* **Article**:
## begin

# lighting for a 29 gallon tank



## goldman (Mar 22, 2006)

Greetings:
I am brand new, although I have been reading the postings for a couple of days. I am getting into plants after having an aquarium with just fish for close to a year. Basically, I want a "beginner" type setup...just to have some java fern, moss, anubias, etc. Overall, low light plants.

I have a 29 gallon tank. I have read that this most likely means that I should shoot for 2 watts per gallon so I would be interested in either a 55w or 60 w setup. The problem I have is that the hood that came w/ the aquarium only has one slot for a 20 watt bulb. 

What is the best product for me to purchase to make this upgrade? I see there are compact converters, etc. I basically want the 1) easiest 2) cheapest solution. Also, do i buy these products online? I have yet to see a fish store sell these "upgrades". Are there good websites to buy them from? How much will it cost?

Thanks ahead of time for any feedback.


----------



## turbowagon (Jan 5, 2006)

Easiest solution: 65W Coralife 30" Freshwater Fixture ($57.95 here: http://www.hellolights.com/301xcofraqcf.html)

Cheapest solution: build your own from an ahsupply kit (http://www.ahsupply.com)


----------



## TetraFreak (Mar 15, 2006)

Depending on the hood you might be able to get a Retrofit kit from www.ahsupply.com for a reasonable price.

Another option would be to check out eBay for the CF lighting.

I recently got a 4 x 55 Watt CF for my 55 Gal for a grand Total of $85 and that included shipping.

Then there's also www.aquabid.com which is also a decent place to find things.

Hope this helps!

PEACE!

-TF


----------



## goldman (Mar 22, 2006)

thank you for the suggetsions/ and feedback..very helpful..

do these lights get too "hot"? I have read that some people say their lights get very hot- i'd like to avoid a fire obviously. thanks


----------



## Bert H (Mar 2, 2004)

Welcome to apc. I second the choice of an ah supply retrofit www.ahsupply.com - great product, very helpful. With 55W you should be fine for the low light set up you're looking for.


----------



## goldman (Mar 22, 2006)

perhaps i am missing something- but the ahs kit looks like it does not come with the light bulbs. the aqualife kit comes with a light bulb and ultimatley is cheaper and easier. What is the advantage for a retrofit? Wouldn't the aqualife just go in place of my old lighting unit over my hood?


----------



## TetraFreak (Mar 15, 2006)

the AHSupply kit does not include the bulb. But they sell them for ~$20

But if you buy a CF fixture, you're gonna need to replace the actinic with the correct bulb anyway.


----------



## turbowagon (Jan 5, 2006)

The Coralife fixture in the link I supplied comes with a 6700K bulb, so there will be no need to buy another bulb. If you decide to go with the coralife, it is a standalone unit that should not be used with a canopy.

You can either lay it on top of a glass top (these run around $12-$15), or mount it using the plastic legs you can buy as an accessory ($7-$14, depending on if you get the adjustable legs). If using the legs, you have the option to keep an open top, or you can still use a glass top if you have escape artists or are worried about evaporation.


I think both solutions are pretty similar in price, so it comes down to whether you are a Do-It-Yourself'er or not. If not, go with the Coralife; you will be pleased. If you are a DIY'er, ahsupply seems to be the highest-regarded source for aquarium lighting components and their reflectors are top-notch.

## end

* **Information shown**:
## begin

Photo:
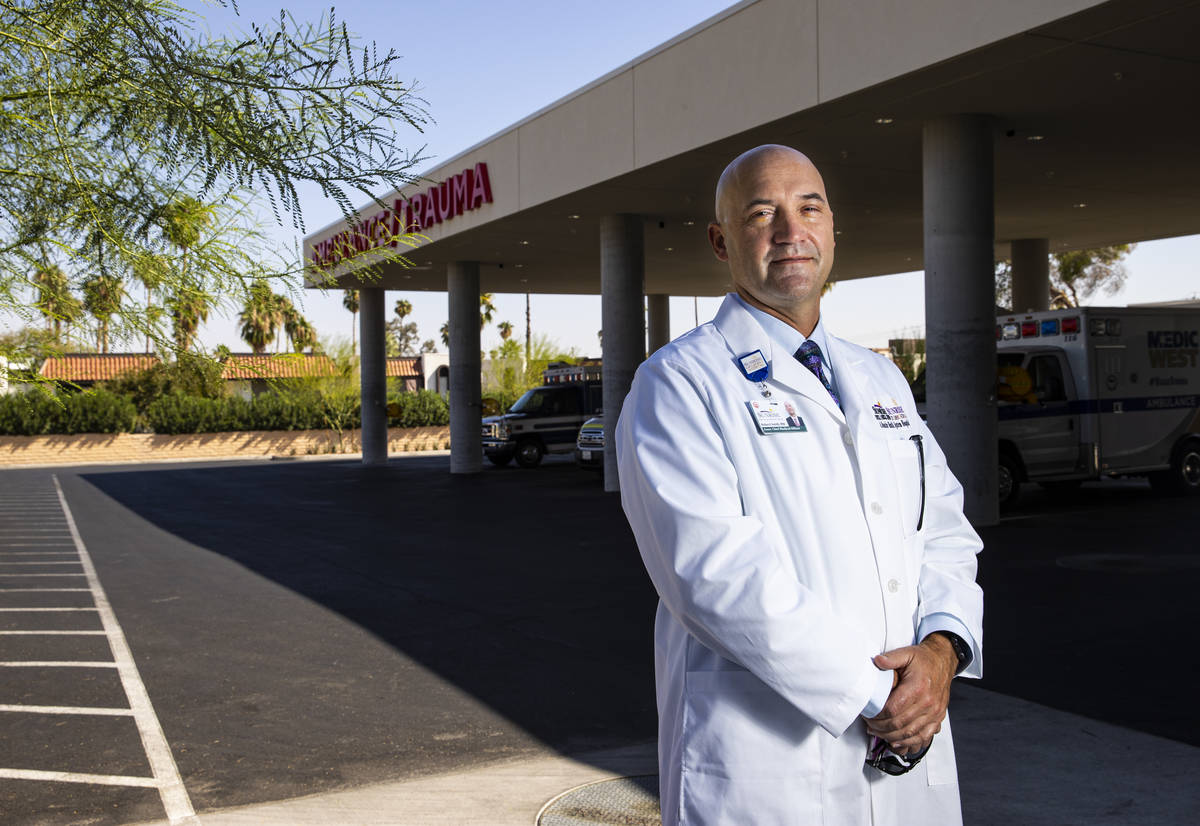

## end

* **Required actions**:
A – Reproduce the part of the 29 gallon tank lighting thread starting at "do these lights" and ending at "(Mar 2, 2004)".
B – Using the 29 gallon tank lighting thread, answer yes or no for each statement and quote the words that decide it: (i) The Coralife fixture comes with a 6700K bulb. (ii) The AHSupply kit includes the bulb. (iii) The $85 paid for the 4 x 55 Watt CF did not include shipping.
C – List every dollar amount or dollar range that appears in the 29 gallon tank lighting thread.

* **Solutions to the problems**:
A –
do these lights get too "hot"? I have read that some people say their lights get very hot- i'd like to avoid a fire obviously. thanks


----------



## Bert H (Mar 2, 2004)

B –
(i) Yes: "comes with a 6700K bulb"
(ii) No: "the AHSupply kit does not include the bulb"
(iii) No: "a grand Total of $85 and that included shipping"

C –
$57.95
$85
~$20
$12-$15
$7-$14